[Begin]

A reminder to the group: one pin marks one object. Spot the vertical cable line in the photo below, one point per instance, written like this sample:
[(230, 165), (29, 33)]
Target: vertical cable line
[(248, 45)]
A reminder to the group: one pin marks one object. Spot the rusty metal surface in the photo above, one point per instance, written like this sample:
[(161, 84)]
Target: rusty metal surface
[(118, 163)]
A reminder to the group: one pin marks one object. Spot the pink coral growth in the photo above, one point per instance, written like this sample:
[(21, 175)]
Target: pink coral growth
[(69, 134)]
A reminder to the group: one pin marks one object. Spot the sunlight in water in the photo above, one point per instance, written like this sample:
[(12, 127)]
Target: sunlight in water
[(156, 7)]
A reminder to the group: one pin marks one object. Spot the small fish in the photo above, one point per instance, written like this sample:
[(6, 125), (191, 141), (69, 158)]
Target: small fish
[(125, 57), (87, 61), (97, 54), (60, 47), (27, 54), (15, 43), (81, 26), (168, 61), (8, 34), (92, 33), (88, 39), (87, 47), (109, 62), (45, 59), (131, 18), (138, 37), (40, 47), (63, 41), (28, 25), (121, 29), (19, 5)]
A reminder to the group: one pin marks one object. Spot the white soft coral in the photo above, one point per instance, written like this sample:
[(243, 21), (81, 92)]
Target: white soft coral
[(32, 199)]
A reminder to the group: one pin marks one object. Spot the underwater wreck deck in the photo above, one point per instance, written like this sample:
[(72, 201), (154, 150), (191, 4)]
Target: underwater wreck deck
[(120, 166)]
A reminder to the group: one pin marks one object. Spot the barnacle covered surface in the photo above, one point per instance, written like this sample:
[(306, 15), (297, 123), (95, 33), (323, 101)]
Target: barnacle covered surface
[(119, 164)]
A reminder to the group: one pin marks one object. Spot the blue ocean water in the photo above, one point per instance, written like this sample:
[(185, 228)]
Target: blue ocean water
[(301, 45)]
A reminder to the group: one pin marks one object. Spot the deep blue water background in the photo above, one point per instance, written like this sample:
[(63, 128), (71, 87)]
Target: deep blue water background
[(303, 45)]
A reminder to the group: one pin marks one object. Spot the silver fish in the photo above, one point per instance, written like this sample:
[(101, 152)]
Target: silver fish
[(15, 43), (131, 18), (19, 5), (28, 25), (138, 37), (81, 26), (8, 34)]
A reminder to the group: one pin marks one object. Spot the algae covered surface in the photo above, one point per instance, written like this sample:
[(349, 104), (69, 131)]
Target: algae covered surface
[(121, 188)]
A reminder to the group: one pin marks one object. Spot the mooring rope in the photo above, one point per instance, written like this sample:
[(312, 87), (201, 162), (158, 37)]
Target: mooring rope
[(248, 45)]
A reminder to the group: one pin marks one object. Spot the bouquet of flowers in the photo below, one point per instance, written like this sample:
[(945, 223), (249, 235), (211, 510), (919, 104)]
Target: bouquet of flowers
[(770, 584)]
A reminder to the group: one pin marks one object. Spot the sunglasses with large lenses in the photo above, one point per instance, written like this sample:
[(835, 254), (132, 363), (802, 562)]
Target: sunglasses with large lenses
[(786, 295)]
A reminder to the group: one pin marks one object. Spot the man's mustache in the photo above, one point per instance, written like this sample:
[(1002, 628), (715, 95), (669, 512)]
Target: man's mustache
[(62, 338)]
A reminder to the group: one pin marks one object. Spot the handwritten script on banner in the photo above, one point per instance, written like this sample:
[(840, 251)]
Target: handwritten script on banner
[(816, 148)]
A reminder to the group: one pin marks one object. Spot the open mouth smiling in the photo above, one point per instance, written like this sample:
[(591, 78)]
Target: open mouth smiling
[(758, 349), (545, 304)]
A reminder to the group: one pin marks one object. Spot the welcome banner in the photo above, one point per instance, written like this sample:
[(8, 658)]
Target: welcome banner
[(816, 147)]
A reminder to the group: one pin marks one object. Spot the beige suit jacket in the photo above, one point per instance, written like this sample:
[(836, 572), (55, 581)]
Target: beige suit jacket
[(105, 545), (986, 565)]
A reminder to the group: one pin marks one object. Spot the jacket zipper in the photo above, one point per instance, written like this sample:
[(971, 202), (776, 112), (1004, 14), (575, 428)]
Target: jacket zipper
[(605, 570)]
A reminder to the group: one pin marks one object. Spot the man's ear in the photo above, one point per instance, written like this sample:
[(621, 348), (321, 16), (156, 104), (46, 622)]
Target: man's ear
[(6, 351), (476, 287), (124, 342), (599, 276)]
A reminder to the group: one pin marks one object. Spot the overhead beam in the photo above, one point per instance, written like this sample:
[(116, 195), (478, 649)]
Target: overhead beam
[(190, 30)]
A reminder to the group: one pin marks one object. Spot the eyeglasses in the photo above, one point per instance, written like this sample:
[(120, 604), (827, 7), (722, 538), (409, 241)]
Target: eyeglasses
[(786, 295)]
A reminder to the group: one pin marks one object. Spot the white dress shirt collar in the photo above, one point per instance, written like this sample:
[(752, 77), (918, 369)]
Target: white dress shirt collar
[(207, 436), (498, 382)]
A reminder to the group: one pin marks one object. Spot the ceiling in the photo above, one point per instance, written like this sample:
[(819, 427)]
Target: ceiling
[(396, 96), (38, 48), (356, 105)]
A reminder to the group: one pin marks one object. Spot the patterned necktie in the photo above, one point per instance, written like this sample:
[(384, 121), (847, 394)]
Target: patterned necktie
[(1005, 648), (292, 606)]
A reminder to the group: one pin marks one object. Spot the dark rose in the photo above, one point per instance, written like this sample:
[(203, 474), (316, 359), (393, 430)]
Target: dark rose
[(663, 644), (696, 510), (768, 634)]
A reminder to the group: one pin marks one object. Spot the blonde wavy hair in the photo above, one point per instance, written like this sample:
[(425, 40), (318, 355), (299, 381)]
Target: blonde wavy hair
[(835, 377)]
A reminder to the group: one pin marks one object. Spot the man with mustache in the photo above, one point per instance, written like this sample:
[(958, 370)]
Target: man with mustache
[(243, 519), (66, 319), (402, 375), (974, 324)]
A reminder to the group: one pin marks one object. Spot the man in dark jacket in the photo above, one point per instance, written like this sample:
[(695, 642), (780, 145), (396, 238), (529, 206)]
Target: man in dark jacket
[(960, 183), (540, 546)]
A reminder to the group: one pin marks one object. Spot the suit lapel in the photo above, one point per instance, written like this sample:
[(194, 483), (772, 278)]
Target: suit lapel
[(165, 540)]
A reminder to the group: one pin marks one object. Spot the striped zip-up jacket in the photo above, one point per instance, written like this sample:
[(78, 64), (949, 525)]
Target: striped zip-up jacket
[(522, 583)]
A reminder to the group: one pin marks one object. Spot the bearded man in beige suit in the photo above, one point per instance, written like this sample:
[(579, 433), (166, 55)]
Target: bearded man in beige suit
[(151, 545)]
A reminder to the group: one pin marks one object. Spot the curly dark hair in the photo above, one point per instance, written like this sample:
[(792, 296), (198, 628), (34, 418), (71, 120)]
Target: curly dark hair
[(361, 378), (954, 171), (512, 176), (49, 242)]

[End]

■ **EXERCISE DESCRIPTION**
Can you write out all the items above again, swapping "A reminder to the group" for "A note to the team" and leaving everything else unchanged?

■ **SOLUTION FOR THIS PROBLEM**
A note to the team: one pin marks one object. Spot the vertical cable line in the photo below, one point per instance, written like this sample:
[(230, 165), (29, 33)]
Target: vertical cable line
[(248, 45)]
A note to the team: one pin marks one object. Spot the rusty metal surface in the photo above, one point per instance, written like this sample:
[(161, 84)]
Target: rusty metal surface
[(118, 163)]
A note to the team: one pin marks one object. Spot the pink coral growth in the photo above, one point per instance, written like this sample:
[(21, 175)]
Target: pink coral growth
[(69, 134)]
A note to the team: one pin marks one object. Spot the sunlight in water in the photo above, one point per instance, written like this sample:
[(12, 127)]
Target: sunlight in water
[(156, 7)]
A note to the team: one pin marks one object. Spot the small fish in the photo above, one point per instance, written like this sample:
[(6, 125), (191, 141), (69, 158)]
Target: small fish
[(125, 57), (87, 61), (97, 54), (60, 47), (27, 54), (15, 43), (81, 26), (168, 61), (8, 34), (92, 33), (88, 39), (87, 47), (109, 62), (45, 59), (131, 18), (138, 37), (40, 47), (63, 41), (28, 25), (121, 29), (19, 5)]
A note to the team: one pin marks one object. Spot the white soft coral in the photo above, one point per instance, written like this sample:
[(243, 21), (81, 92)]
Target: white soft coral
[(32, 199)]
A note to the team: one pin marks one object. Spot the underwater wreck deck in the photo above, one point per instance, written like this sample:
[(72, 201), (154, 150), (191, 4)]
Target: underwater wreck deck
[(120, 166)]
A note to the team: one pin marks one object. Spot the barnacle covered surface in the photo above, one point per instance, written like this sample:
[(306, 15), (297, 123), (95, 33), (323, 101)]
Target: barnacle covered surface
[(119, 164)]
A note to the team: one pin marks one object. Spot the blue ocean water in the photo above, one point per instance, written like this sample:
[(185, 228)]
Target: blue ocean water
[(301, 45)]
A note to the team: one pin marks one object. Spot the deep blue water background in the photo above, one point per instance, written like this sample:
[(63, 128), (71, 87)]
Target: deep blue water background
[(303, 45)]
A note to the team: one pin marks one object. Spot the silver fish in the photo above, one point per instance, written like this sample:
[(101, 152)]
Target: silver fish
[(15, 43), (131, 18), (19, 5), (28, 25), (138, 37), (81, 26), (8, 34)]
A note to the team: one pin marks one object. Spot the algae covered surface in the photo above, one point per instance, written like this sample:
[(349, 104), (69, 131)]
Target: algae covered surface
[(121, 188)]
A note to the team: one pin marks one object. Spot the mooring rope in the photo above, one point per instance, written like this sample:
[(312, 87), (201, 162), (158, 37)]
Target: mooring rope
[(248, 45)]
A note to the team: one pin marks one object. Spot the bouquet of flowers in the photo below, one point per instance, written like this sample:
[(945, 223), (249, 235), (211, 510), (919, 104)]
Target: bouquet of flowers
[(770, 584)]
A note to the team: one pin marks one object. Spot the sunglasses with large lenses in the photo above, one point per instance, written like this sample:
[(835, 254), (132, 363), (802, 562)]
Target: sunglasses with large lenses
[(786, 295)]
A note to the team: one pin marks one object. Spot the man's mustache in the photo above, one point per instance, written like this sample:
[(1002, 628), (715, 95), (669, 512)]
Target: man's mustache
[(62, 338)]
A note to the team: one pin marks one object. Spot the handwritten script on banner in the photo above, one point per instance, written like this sample:
[(840, 251)]
Target: handwritten script on banner
[(816, 148)]
A note to the team: one pin marks one object. Spot the open mouth smiling in the photo above, one point per instance, written like this sample:
[(591, 78)]
Target: open mouth smiling
[(758, 349), (545, 304)]
A note to the team: one pin marks one object. Spot the welcome banner in the photo above, one point per instance, written like this sample:
[(8, 658)]
Target: welcome banner
[(816, 147)]
A note to the team: one pin marks one object. Spot the beige suit jacket in the photo above, one point per instance, written like this sample:
[(836, 572), (55, 581)]
Target: beige suit jacket
[(105, 545), (986, 565)]
A note to the team: one pin marks one object. Spot the jacket zipper in the photo above, one point per instance, written like this sample:
[(971, 202), (776, 112), (1004, 14), (575, 428)]
Target: jacket zipper
[(605, 570)]
A note to the team: one pin marks one object. Spot the man's ear in the photo above, one point per instance, written like this sample:
[(621, 348), (321, 16), (156, 104), (46, 622)]
Target: man's ear
[(6, 351), (476, 287), (124, 342), (599, 276)]
A note to the team: one pin marks one object. Spot the overhead beam in the photo above, one point per instance, written like this sample:
[(116, 195), (478, 649)]
Target: overhead beam
[(190, 30)]
A note to the team: one pin marks one object. Spot the eyeglasses in the photo above, one point per instance, written like this sample:
[(120, 604), (827, 7), (722, 538), (409, 241)]
Target: eyeglasses
[(786, 295)]
A note to the team: one pin marks one object. Spot the white dress shirt collar in the photo above, one point per instance, written like this sample:
[(752, 77), (918, 369)]
Target: white dress shirt collar
[(207, 436), (498, 382)]
A note to the team: one pin marks one object. Spot the ceiling in the photo above, one point per instance, written like this sample:
[(819, 427)]
Target: ceiling
[(396, 96), (38, 48), (356, 105)]
A note to the team: one pin marks one object. Spot the patterned necktie in the photo above, one point per instance, written like this sample:
[(384, 121), (847, 394)]
Target: patterned necktie
[(1005, 648), (292, 606)]
A note to the team: one pin marks one object. Spot the dark rose in the photo above, one point per instance, written like this sample:
[(203, 474), (316, 359), (393, 430)]
Target: dark rose
[(663, 644), (696, 510), (768, 634)]
A note to the team: one pin marks one object. Spot the blonde wavy hair in the photo above, one point per instance, written like this sample:
[(425, 40), (318, 355), (299, 381)]
Target: blonde wavy hair
[(835, 377)]
A note to the team: one pin marks one object. Spot the man with mustache in the photo above, one point per instance, written like this sample:
[(958, 370)]
Target: man with mustache
[(243, 519), (66, 319), (402, 375), (974, 324)]
A note to the team: one pin marks one object. Spot the man in dark jacket in the photo above, one point per instance, written like this sample:
[(695, 642), (780, 145), (396, 238), (529, 206)]
Target: man in dark jacket
[(960, 183), (540, 546)]
A note to the team: one pin marks one object. Spot the suit lapel in the photo above, one point per instance, written like this sample:
[(194, 483), (772, 278)]
Target: suit lapel
[(165, 540)]
A note to the team: one pin marks one object. Spot the striped zip-up jacket in the photo above, one point per instance, written like this sample:
[(78, 64), (949, 525)]
Target: striped zip-up jacket
[(522, 583)]
A note to the team: one pin marks one object. Spot the bearded man in beige suit in the photo above, one point per instance, written like this sample:
[(579, 433), (166, 55)]
Target: bearded man in beige suit
[(151, 545)]
A note to the team: one pin marks one object. Spot the curly dark hair in the photo above, one point per instance, written like this sample:
[(792, 296), (198, 628), (34, 418), (71, 120)]
Target: curly dark hair
[(361, 378), (954, 171), (512, 176), (49, 242)]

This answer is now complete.